=== SET EXERCISE ===
Set down every record once more, exactly as given.

--- start ---

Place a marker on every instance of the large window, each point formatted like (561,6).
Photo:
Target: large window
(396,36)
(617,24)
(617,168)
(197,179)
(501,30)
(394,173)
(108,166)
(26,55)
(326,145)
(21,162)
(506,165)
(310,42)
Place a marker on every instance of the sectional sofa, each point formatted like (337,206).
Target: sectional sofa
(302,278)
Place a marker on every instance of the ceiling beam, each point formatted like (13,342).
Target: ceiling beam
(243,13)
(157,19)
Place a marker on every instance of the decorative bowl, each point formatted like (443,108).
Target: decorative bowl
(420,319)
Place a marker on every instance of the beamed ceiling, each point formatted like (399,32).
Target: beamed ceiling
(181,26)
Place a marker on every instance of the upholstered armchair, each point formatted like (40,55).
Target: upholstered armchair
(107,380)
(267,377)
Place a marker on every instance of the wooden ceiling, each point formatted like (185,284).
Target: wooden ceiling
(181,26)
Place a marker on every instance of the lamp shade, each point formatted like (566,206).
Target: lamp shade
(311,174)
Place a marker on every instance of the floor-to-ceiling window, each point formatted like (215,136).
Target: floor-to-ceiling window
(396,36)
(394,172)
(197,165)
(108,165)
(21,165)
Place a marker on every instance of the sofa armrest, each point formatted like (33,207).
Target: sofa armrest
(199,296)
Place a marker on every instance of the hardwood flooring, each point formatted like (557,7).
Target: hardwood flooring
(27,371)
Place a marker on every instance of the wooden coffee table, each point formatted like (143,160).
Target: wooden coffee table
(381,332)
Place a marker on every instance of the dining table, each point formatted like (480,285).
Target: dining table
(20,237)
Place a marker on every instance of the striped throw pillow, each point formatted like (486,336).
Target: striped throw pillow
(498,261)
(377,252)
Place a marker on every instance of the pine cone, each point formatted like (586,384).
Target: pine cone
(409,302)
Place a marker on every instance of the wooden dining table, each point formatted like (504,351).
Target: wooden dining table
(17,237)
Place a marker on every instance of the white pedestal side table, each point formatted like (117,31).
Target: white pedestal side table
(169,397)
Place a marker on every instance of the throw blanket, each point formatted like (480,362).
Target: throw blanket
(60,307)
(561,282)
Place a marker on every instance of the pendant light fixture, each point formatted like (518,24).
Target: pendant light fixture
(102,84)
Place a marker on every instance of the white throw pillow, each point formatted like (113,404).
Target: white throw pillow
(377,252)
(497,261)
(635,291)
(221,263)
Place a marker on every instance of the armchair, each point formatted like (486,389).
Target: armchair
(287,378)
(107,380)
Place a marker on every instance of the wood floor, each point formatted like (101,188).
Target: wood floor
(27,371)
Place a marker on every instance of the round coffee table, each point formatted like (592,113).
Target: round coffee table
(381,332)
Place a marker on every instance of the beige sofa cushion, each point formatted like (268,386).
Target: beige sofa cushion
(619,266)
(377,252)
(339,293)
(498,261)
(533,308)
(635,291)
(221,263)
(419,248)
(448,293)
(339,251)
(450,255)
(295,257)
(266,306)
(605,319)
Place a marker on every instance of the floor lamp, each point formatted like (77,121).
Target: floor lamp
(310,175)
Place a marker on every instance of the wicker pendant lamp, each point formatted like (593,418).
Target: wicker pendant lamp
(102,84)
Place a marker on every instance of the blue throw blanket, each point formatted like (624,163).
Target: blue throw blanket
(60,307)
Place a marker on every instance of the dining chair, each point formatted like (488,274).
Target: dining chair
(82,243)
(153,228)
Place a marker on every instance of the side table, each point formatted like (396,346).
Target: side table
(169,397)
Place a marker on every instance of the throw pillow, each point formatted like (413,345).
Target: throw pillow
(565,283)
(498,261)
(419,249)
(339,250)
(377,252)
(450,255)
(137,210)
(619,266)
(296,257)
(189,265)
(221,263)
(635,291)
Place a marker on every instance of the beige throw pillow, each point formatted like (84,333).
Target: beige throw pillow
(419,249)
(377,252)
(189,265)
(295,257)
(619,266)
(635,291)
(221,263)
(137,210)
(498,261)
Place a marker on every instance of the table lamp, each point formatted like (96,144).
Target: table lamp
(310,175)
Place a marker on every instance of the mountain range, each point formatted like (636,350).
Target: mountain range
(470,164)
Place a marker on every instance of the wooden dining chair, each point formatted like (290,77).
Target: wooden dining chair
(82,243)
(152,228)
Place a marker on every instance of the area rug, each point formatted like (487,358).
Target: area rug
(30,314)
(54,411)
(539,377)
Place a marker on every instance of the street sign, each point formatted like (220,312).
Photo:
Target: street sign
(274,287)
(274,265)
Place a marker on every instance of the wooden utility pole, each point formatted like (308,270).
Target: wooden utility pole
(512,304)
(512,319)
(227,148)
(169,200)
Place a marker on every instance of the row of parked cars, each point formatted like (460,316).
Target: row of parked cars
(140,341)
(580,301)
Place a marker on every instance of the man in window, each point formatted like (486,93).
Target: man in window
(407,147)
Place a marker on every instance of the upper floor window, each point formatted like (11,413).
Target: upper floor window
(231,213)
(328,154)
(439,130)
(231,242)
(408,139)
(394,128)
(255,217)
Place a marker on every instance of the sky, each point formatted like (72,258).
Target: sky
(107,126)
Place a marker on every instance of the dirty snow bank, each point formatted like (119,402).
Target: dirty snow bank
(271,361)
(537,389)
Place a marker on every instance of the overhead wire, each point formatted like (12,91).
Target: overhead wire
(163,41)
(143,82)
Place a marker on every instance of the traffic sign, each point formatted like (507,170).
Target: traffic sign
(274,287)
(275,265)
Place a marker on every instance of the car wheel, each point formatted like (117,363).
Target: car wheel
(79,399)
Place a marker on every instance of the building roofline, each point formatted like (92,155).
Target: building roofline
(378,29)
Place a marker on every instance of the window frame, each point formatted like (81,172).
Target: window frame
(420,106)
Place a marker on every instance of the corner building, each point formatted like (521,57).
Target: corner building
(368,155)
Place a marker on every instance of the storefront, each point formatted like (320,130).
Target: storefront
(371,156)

--- end ---

=== WORKED SOLUTION ===
Place a marker on every instance of the large window, each point formatted like (561,6).
Photo:
Target: large window
(396,36)
(617,24)
(617,168)
(197,179)
(501,30)
(394,173)
(108,166)
(26,55)
(326,145)
(21,162)
(506,165)
(310,42)
Place a marker on every instance of the sectional sofa, each point formatted like (337,206).
Target: sectional sofa
(302,278)
Place a marker on every instance of the ceiling beam, each point formatted like (13,342).
Target: ceiling beam
(243,13)
(157,19)
Place a marker on every instance of the decorative bowl, each point formatted like (443,108).
Target: decorative bowl
(420,319)
Place a marker on every instance of the beamed ceiling, each point formatted like (399,32).
Target: beamed ceiling
(181,26)
Place a marker on every instance of the upholstered armchair, each point formatted like (40,55).
Target: upholstered armchair
(107,380)
(267,377)
Place a marker on every instance of the wooden ceiling, each point formatted like (185,284).
Target: wooden ceiling
(181,26)
Place a marker on every instance of the lamp shade, each point formatted like (566,206).
Target: lamp shade
(311,174)
Place a marker on every instance of the floor-to-ceiling window, each point formatted like (215,136).
Target: floor-to-ceiling window
(396,36)
(394,172)
(197,165)
(108,165)
(21,165)
Place a marker on every instance of the sofa armrest, each point formatted like (33,207).
Target: sofa armrest
(199,296)
Place a marker on every instance of the hardwood flooring, each point formatted like (557,7).
Target: hardwood flooring
(27,371)
Place a marker on every instance of the wooden coffee table, each point formatted like (143,160).
Target: wooden coffee table
(381,332)
Place a marker on every instance of the dining table, each point formatted like (480,285).
Target: dining table
(20,237)
Place a marker on every instance of the striped throw pillow, each point formatted like (486,336).
Target: striped throw pillow
(498,261)
(377,252)
Place a marker on every instance of the pine cone, each point formatted like (586,384).
Target: pine cone
(409,302)
Place a marker on every instance of the wooden dining table, each point formatted like (504,351).
Target: wooden dining table
(17,237)
Place a marker on every instance of the white pedestal side table, each point formatted like (117,31).
Target: white pedestal side table
(169,397)
Place a marker on every instance of the throw blanket, each point formatted like (480,362).
Target: throw blanket
(60,307)
(561,282)
Place a marker on every instance of the pendant light fixture, each point formatted like (518,24).
Target: pendant light fixture
(102,84)
Place a marker on every instance of the white throw pillow, each point formatted like (113,404).
Target: white throw pillow
(377,252)
(497,261)
(635,291)
(221,263)
Place a marker on every instance of the armchair, each point formatted like (486,389).
Target: armchair
(287,378)
(107,380)
Place a marker on every instance of the wood floor, each point formatted like (101,188).
Target: wood floor
(27,371)
Place a marker on every instance of the round coffee table, each point formatted like (592,113).
Target: round coffee table
(381,332)
Place a marker on every instance of the beige sofa cushion, each point formatted like (268,386).
Target: beige sofa cushion
(619,266)
(377,252)
(339,293)
(498,261)
(533,308)
(635,291)
(221,263)
(419,248)
(448,293)
(339,251)
(450,255)
(295,257)
(266,306)
(605,319)
Place a marker on every instance of the floor lamp, each point formatted like (77,121).
Target: floor lamp
(310,175)
Place a marker on every instance of the wicker pendant lamp, each point formatted like (593,418).
Target: wicker pendant lamp
(102,84)
Place a marker on every instance of the blue throw blanket, each point formatted like (624,163).
Target: blue throw blanket
(60,307)
Place a marker on every instance of the dining chair, each point formatted like (488,274).
Target: dining chair
(82,243)
(153,228)
Place a marker on every instance of the side table, each point formatted like (396,346).
Target: side table
(169,397)
Place a marker on every instance of the throw pillow, each point formatted like (413,345).
Target: throw pillow
(565,283)
(498,261)
(419,249)
(339,250)
(377,252)
(450,255)
(137,210)
(619,266)
(296,257)
(189,265)
(221,263)
(635,291)
Place a marker on every instance of the beige throw pillow, each point formatted like (84,333).
Target: beige throw pillow
(419,249)
(377,252)
(189,265)
(295,257)
(619,266)
(635,291)
(221,263)
(137,210)
(498,261)
Place a marker on every instance of the table lamp, each point formatted like (96,144).
Target: table lamp
(310,175)
Place a marker on every instance of the mountain range, each point formatted like (636,350).
Target: mountain range
(470,164)
Place a marker on every instance of the wooden dining chair, each point formatted like (290,77).
Target: wooden dining chair
(82,243)
(152,228)
Place a marker on every instance of the area rug, each point formatted like (487,358).
Target: area rug
(30,314)
(54,411)
(539,377)
Place a marker on every instance of the street sign, each point formatted like (220,312).
Photo:
Target: street sign
(274,287)
(274,265)
Place a marker on every instance of the wooden utility pole, each point formatted like (308,270).
Target: wooden utility pole
(512,304)
(512,319)
(227,148)
(169,200)
Place a marker on every instance of the row of parked cars, each point formatted like (460,316).
Target: row of parked cars
(140,341)
(580,301)
Place a marker on every instance of the man in window, each point formatted like (486,93).
Target: man in window
(407,147)
Place a marker on every instance of the upper floor window, each point formatted like (11,413).
Target: upper floor window
(231,213)
(328,154)
(439,130)
(231,242)
(408,139)
(394,128)
(255,217)
Place a marker on every instance of the sky, each point formatted like (72,258).
Target: sky
(107,126)
Place a marker on every instance of the dirty snow bank, each point formatted like (119,402).
Target: dirty snow bank
(271,361)
(537,389)
Place a marker on every instance of the overhead wire, each point formatted like (12,91).
Target: overhead wire
(163,41)
(143,82)
Place a marker on every instance of the traffic sign, each point formatted like (507,170).
Target: traffic sign
(274,287)
(275,265)
Place a marker on every instance of the car wheel, each point formatted like (117,363).
Target: car wheel
(79,399)
Place a marker on every instance of the building roofline, each point formatted like (92,155).
Target: building roofline
(378,29)
Place a marker on every instance of the window frame, each point formatted like (81,172).
Target: window frame
(420,106)
Place a marker on every instance of the corner building, each point formatted like (521,57).
Target: corner building
(368,155)
Place a marker on every instance of the storefront, each point formatted like (320,130).
Target: storefront
(371,156)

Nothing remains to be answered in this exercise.